:: Document text ::
As the one year anniversary of quitting pediatrics comes into sight next week, I have found myself feeling content to know that I made it through a full year without a mental breakdown. This time last year, I was a pile of mush on an emotional roller coaster. I have found myself wanting to make a list of all of my accomplishments, goals met or exceeded, lives saved…as if I were creating a new dossier ( I had to look that one up!) about myself, just in case I might need to defend my “unproductive” year. In reality, the list was kind of short but I did attain one goal. A goal that wasn’t even on my original list. I started getting to know myself.
We can spend the majority of our adult lives taking care of everyone but ourselves. As women, it seems to be in our genetic makeup. We give and give and hope that some is left over for ourselves at the end of the day, week, month, year, decade. So, I wanted to share excerpts from a book given to me by one of my dear friends last year when I retired. It is eloquent and simplistic and beautiful. Written by M.H. Clark. It’s called Today, Tomorrow and Everyday. ( The following is all from the book. None of my words, but at times it felt as if the author had been recording my thoughts.)
One day, she stepped back and took a look at her life. A long close look, as though it were a city she loved and she was flying high above it, so high that she could see the whole thing. And she realized something: She liked what she saw. She liked where she had been. She liked where she was going. She hadn’t always been this way. She hadn’t always been as strong and resilient and brave and joyful. Like any garden or work of art, it had taken her a long time to make things the way they were. Sometimes, she grew as much in one year as others do in five.
“Things really changed, when I started to be more generous to myself. I began to try to live like a tree. I stopped fearing the leaves falling away…That is all part of my living.” She could hold sadness and hope, disappointment and joy, frustration and potential and heartache all together. She discovered that she didn’t break. She found she was bigger and more wonderful than she had imagined.
“Once,” she said, ” I stepped outside of myself for a moment. I saw myself as a stranger on the street. I saw what others loved in me- the substance and the spark that are mine alone. My priorities changed. I started making time for things that truly mattered.”

:: Extracted data ::
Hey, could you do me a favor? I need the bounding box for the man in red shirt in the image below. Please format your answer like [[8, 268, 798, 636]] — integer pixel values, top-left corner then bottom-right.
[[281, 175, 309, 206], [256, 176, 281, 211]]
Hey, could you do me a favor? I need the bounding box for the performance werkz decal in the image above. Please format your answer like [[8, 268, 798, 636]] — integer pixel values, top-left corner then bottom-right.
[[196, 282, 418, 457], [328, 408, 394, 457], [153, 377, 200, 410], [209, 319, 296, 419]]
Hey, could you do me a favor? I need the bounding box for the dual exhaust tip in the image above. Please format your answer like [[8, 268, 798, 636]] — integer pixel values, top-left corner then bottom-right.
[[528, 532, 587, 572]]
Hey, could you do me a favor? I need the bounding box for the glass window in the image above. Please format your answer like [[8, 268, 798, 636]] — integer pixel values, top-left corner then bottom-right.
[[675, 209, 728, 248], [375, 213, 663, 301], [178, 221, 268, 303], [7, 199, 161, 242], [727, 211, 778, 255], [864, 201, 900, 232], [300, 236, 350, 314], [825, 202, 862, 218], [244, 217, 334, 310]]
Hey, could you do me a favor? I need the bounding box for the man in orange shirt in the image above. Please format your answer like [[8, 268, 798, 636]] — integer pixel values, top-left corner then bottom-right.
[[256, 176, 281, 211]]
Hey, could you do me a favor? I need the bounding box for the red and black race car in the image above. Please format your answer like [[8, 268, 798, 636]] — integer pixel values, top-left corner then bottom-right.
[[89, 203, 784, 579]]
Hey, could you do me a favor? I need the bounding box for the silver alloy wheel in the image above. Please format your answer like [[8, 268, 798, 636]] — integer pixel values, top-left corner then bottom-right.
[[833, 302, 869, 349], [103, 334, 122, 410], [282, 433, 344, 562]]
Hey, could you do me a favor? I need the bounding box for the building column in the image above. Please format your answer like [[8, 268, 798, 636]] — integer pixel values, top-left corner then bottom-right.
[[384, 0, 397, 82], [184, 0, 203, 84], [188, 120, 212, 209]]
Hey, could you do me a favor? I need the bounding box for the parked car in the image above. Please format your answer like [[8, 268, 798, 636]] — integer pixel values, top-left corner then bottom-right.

:: Directions ::
1. Duplicate everything in the post about leaving pediatrics from "We can spend" down to "recording my thoughts.)".
2. Pick up the post about leaving pediatrics after its last sentence and keep writing.
None of the entries is needed here.

:: Results of the tasks ::
1.
We can spend the majority of our adult lives taking care of everyone but ourselves. As women, it seems to be in our genetic makeup. We give and give and hope that some is left over for ourselves at the end of the day, week, month, year, decade. So, I wanted to share excerpts from a book given to me by one of my dear friends last year when I retired. It is eloquent and simplistic and beautiful. Written by M.H. Clark. It’s called Today, Tomorrow and Everyday. ( The following is all from the book. None of my words, but at times it felt as if the author had been recording my thoughts.)

2.
Some days she wakes and the sun is shining through her windows. Other days, there may be only one wonderful moment… She continued to believe the world was very large and full of surprises. She embraced a combination of heard work and magical thinking. She asked for the things she wanted. She invited them into her world.
She cultivated something she called, everyday courage. She listened to her heart…As a little glowing ember that wanted. Like the needle of a compass, to lead her to the place she wanted to be. She looked back and saw, that the rough times had polished her.
She created the best possible version of herself. The version that included all of her.
“This,” she said, ” is a picture of me when I was still so young I had no idea of all the things that would be coming my way. I have such tenderness for that woman. I want to sit down with her and tell her that things are going to be more complex than she will ever be able to imagine. And more beautiful, too. And that she is going to turn out okay.”
She gave generously, and she gave with joy. But she always saved some of her for herself. She decided she was not yet done with her transformation.
” I look back at the huge high points, the small satisfied moments, the days that were filled with love, and see that they were everywhere running through the fabric of my life like threads of gold.
“It’s true,” she said. “There may never be a perfect time, so I choose right now.” And right now chose her- completely, joyfully- in return.